> **Task item**:
Would you repeat all the lines below, exactly as they stand?
----- Given records -----
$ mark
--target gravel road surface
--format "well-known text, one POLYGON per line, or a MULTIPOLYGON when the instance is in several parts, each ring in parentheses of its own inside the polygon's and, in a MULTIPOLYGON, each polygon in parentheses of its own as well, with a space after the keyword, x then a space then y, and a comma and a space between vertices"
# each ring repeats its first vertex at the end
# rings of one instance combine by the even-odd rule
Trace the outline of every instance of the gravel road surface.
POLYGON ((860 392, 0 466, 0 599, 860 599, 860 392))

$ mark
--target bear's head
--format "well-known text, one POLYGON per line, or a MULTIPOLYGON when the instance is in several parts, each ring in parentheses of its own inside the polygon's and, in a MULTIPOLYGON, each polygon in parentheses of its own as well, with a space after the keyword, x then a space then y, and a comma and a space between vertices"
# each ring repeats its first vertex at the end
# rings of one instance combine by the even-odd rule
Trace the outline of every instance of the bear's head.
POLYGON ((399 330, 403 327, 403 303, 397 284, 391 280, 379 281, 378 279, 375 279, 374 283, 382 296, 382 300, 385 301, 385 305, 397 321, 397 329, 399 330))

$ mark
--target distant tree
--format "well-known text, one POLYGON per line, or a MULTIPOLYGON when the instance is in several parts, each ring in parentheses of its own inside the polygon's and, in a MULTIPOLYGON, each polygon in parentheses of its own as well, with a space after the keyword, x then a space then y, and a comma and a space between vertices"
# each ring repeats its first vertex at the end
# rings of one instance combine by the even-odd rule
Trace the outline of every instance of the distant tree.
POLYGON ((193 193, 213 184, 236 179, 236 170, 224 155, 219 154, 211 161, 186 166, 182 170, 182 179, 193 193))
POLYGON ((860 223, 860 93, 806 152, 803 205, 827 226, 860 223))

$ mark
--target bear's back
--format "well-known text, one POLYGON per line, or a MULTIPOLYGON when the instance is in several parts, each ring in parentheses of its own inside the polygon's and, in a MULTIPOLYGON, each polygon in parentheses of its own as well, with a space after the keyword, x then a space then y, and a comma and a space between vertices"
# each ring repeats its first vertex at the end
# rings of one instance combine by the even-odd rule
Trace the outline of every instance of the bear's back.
-----
> **Reply to the exercise**:
$ mark
--target gravel road surface
--format "well-known text, one POLYGON per line, or a MULTIPOLYGON when the instance is in several parts, each ring in parentheses of its own inside the polygon's and, in a MULTIPOLYGON, each polygon in parentheses of its own as well, with a space after the keyword, x then a space then y, and a comma and a space between vertices"
# each ring repeats its first vertex at the end
# rings of one instance combine by the even-odd rule
Trace the outline of every instance of the gravel road surface.
POLYGON ((860 392, 0 466, 0 599, 860 599, 860 392))

$ mark
--target bear's head
--format "well-known text, one POLYGON per line, or a MULTIPOLYGON when the instance is in several parts, each ring in parentheses of its own inside the polygon's and, in a MULTIPOLYGON, each polygon in parentheses of its own as well, with a space after the keyword, x then a space then y, and a comma and a space between vertices"
# each ring repeats its first vertex at the end
# rings of one instance combine by the even-odd rule
Trace the outline of every instance of the bear's head.
POLYGON ((399 330, 403 327, 403 303, 397 284, 391 280, 379 281, 378 279, 375 279, 374 283, 382 296, 382 300, 385 301, 385 305, 397 321, 397 329, 399 330))

$ mark
--target distant tree
--format "well-known text, one POLYGON per line, or a MULTIPOLYGON when the instance is in several parts, each ring in parentheses of its own inside the polygon's and, in a MULTIPOLYGON, each polygon in parentheses of its own as well, with a space after the keyword, x then a space then y, and a comma and a space between vertices"
# each ring repeats its first vertex at the end
# rings of one instance combine by the even-odd rule
Trace the outline of every instance of the distant tree.
POLYGON ((193 193, 213 184, 236 179, 236 170, 224 155, 219 154, 211 161, 186 166, 182 170, 182 179, 193 193))
POLYGON ((860 223, 860 93, 806 152, 803 205, 827 226, 860 223))

$ mark
--target bear's back
--format "well-known text, one POLYGON per line, or a MULTIPOLYGON when the instance is in several parts, each ring in parentheses of its own inside the polygon's and, in a MULTIPOLYGON, each polygon in parentheses of its own as well, with a space after the keyword, x then a space then y, and a comma and a space between vertices"
# each ring repeats its first vertex at the end
# rings of one instance combine by the even-odd rule
Trace the outline of every instance of the bear's back.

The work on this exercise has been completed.